■ Input
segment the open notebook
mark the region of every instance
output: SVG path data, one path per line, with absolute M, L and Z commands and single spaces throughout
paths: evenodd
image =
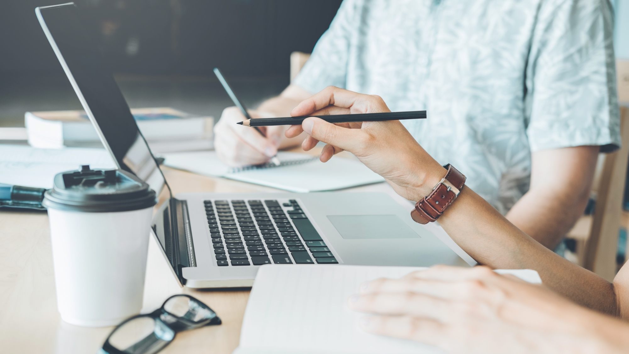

■ Aim
Pull every line of text from the records above, word for word, and leave the pictures out.

■ Output for this exercise
segment the open notebook
mark the region of every instance
output: SVG path data, one path per line, with absolute M, L and Z commands and single spaces throughout
paths: evenodd
image =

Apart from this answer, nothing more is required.